## Begin RECORDS

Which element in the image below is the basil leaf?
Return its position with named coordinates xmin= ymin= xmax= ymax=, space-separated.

## End RECORDS
## Begin RECORDS

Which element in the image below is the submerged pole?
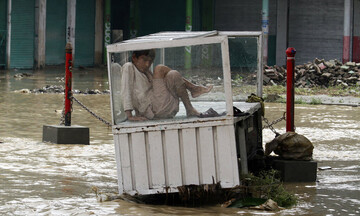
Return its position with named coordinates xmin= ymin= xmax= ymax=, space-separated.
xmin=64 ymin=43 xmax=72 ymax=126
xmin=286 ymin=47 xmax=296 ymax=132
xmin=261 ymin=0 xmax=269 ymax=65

## End RECORDS

**AIM**
Can you repeat the lines from the line with "Which element in the image below is the submerged" to the line with "xmin=261 ymin=0 xmax=269 ymax=65", replacing "position" with "location" and keeping everything else the same? Leave the pictures out.

**FINAL ANSWER**
Which element in the image below is the submerged pole?
Return its location with named coordinates xmin= ymin= xmax= ymax=, space-separated.
xmin=64 ymin=43 xmax=72 ymax=126
xmin=286 ymin=47 xmax=296 ymax=132
xmin=261 ymin=0 xmax=269 ymax=65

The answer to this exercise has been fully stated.